Si como afirmó Jorge Cuesta fue la visión del
fotógrafo y no la del pintor la que privó en
el criterio de la Antología para “hallar
[la perspectiva] más económica, aquella que en
un cómodo espacio le rinda menos repeticiones ociosas,
menos huecos y más diferencias necesarias”, entonces
tampoco se le podría reprochar el haber dedicado tanto
espacio a los jóvenes, alguno de los cuales (Gilberto
Owen) ni siquiera había publicado un libro. La estricta
novedad de los trabajos hacía imposible cualquier reiteración.
Nuevamente se ponía, con este argumento, fuera del alcance
de sus detractores. Sin embargo, esta “selección
fotográfica” entraña una debilidad (al
menos en la continuación de la alegoría del fotógrafo)
y es que el “foco” estaba deliberadamente concentrado
en el grupo de sus amigos, apenas disfrazado con la inclusión
de Manuel Maples Arce, y el resto de la toma –o el “cómodo
espacio”– estaba construido con las dos generaciones
precedentes “maliciosamente” filtradas con un objetivo
que a través de esta luz parece claro: lanzar una “bomba” en
el medio con la omisión del todavía imprescindible
Gutiérrez Nájera y de otros que se sintieron
a la altura del Duque Job por el solo hecho de haber sido marginados;
su segregación los consagraba en una paradoja que no
tenía nada de halagüeño, puesto que habrían
preferido estar presentes en la fiesta aunque fuese del modo
denigrante en que estuvo Maples Arce, el poeta “aislado” que
en un “alarde de acometividad pretérita” llamó a
su isla “estridentismo”, y que le produjo los “beneficios
de una popularidad inferior, pero intensa”, el que sacó raja
del socialismo político, el que intentando escapar de “los
moldes formales del modernismo incurría con frecuencia
en deplorables regresiones románticas”, el que
desarticulaba los versos alejandrinos debido a su “escasa
agilidad” poética, el que vivía atado a
una tradición que atacaba y que sin embargo, tenía
derecho a ser incluido en la Antología gracias “a
la cohesión de su esfuerzo y la forma directa en que
se colocaba frente a los motivos mecánicos de una existencia
industrial y fabril”, ello sin tomar en cuenta, por supuesto,
que esta postura le había conferido el “éxito
transitorio” que gozaba en aquellos momentos.
──────────────────────────────
[Instrucciones de trabajo]: Prosigue el texto sobre los criterios de selección de la Antología a partir de su última oración. Los registros constituyen un material independiente del texto.

[Fragmentos de datos de señalamiento]:
──────────────────────────────
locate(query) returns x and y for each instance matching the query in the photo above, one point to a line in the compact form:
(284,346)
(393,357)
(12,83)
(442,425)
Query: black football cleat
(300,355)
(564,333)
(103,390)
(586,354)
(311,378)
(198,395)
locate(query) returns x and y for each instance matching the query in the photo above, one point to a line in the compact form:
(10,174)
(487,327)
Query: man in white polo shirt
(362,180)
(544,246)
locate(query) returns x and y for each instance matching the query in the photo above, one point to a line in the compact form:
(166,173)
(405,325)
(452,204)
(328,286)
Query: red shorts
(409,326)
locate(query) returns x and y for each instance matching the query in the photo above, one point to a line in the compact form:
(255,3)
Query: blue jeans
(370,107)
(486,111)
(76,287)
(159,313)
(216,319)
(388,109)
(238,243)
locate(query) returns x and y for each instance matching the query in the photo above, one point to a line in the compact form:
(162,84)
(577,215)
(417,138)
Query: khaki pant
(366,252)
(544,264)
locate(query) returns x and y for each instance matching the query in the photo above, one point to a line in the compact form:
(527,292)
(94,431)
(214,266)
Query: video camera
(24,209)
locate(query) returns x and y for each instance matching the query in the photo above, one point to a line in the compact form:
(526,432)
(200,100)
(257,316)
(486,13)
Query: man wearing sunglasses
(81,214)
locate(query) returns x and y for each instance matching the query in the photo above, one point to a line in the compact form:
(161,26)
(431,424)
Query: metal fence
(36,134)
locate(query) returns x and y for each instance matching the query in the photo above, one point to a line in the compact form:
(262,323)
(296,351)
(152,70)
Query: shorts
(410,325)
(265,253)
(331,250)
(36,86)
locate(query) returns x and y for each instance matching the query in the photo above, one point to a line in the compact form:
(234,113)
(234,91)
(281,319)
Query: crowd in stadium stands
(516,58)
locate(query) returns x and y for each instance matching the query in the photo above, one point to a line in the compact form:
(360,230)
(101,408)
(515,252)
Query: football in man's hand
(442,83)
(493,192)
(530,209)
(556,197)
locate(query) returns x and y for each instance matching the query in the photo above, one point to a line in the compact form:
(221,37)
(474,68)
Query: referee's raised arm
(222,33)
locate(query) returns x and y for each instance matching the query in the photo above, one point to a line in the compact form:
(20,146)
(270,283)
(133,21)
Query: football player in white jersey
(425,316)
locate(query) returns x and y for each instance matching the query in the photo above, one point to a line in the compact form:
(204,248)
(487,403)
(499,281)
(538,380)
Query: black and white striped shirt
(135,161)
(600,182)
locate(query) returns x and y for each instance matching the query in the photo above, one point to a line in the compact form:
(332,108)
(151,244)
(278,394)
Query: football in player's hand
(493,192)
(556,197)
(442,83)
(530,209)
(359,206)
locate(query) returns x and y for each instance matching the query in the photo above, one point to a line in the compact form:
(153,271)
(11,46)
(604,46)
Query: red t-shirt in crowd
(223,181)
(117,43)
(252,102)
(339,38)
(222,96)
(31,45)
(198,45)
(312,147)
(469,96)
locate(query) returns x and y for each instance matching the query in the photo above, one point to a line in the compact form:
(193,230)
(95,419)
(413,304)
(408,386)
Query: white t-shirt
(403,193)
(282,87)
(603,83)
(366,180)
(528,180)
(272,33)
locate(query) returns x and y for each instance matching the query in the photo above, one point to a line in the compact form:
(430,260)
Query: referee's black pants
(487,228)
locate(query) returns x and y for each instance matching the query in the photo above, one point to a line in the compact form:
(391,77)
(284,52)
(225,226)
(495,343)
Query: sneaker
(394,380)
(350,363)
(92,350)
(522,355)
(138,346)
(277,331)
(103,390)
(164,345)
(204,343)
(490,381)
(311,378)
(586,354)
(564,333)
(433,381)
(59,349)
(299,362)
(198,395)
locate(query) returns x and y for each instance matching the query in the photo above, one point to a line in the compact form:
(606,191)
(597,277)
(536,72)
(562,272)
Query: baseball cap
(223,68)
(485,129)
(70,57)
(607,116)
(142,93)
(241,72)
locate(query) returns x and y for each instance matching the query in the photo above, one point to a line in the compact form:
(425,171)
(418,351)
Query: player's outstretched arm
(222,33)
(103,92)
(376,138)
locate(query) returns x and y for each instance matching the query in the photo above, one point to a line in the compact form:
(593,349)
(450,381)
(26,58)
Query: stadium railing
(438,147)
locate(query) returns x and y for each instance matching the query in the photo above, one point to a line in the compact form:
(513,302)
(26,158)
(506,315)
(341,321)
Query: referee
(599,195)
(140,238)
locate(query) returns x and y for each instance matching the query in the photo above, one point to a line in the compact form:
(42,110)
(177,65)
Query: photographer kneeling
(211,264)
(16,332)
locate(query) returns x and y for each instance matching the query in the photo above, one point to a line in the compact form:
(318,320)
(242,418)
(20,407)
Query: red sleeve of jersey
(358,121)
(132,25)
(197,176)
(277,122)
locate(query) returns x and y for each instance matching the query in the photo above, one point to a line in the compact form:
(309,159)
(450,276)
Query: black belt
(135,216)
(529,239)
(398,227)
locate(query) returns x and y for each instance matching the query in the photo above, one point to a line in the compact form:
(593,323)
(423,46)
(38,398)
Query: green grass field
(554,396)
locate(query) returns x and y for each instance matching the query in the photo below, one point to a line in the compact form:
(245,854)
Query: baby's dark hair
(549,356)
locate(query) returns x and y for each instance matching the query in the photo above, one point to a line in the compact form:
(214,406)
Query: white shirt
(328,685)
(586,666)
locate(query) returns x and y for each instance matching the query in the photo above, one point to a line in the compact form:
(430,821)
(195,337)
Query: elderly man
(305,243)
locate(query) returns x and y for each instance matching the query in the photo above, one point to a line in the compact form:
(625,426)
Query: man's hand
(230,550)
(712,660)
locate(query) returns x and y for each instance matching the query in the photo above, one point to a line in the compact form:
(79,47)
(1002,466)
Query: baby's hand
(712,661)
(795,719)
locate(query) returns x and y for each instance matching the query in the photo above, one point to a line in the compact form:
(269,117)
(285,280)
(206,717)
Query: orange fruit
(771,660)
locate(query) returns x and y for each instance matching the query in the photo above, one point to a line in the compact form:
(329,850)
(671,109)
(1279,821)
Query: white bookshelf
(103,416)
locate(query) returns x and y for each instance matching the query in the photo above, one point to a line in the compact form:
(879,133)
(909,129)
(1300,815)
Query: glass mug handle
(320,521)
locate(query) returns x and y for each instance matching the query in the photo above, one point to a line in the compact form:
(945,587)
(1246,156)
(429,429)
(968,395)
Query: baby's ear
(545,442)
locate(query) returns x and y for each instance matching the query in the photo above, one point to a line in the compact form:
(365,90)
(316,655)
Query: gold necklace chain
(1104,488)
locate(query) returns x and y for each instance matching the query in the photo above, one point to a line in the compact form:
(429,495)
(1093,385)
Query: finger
──────────────────────────────
[Respuesta del ejercicio]:
Maples
Arce se vengó varias veces (incluso en una Antología de
1940, donde a mano armada intentó repetir lo que hicieron con él),
pero no terminó de resarcirse nunca. Los demás ofendidos
expresaron su resentimiento de cuantos modos les fue posible, aunque
siempre lo hicieron con inteligencia ingenua o, muchas veces, escasa.
José de Jesús Núñez y Domínguez,
el peor escritor de México (según una encuesta de los
propios “contemporáneos”), señaló que
no le importaba quedar fuera de la antología, lo que le preocupaba
era el descrédito en el extranjero, porque aquellos “señores
estaban propalando una falsedad notoria declarándose urbe
et orbi, los únicos representantes en la poesía moderna
de México”. Jesús S. Soto, un poeta joven, prefirió calificarlos
de escritores en ciernes, mientras que Miguel Martínez Rendón,
otro joven marginado que se sumaría a la llamarada del agorismo (la
tercera vanguardia que surgió en México), se contentó con
el afortunado epigrama “un volumen que vale lo que Cuesta”.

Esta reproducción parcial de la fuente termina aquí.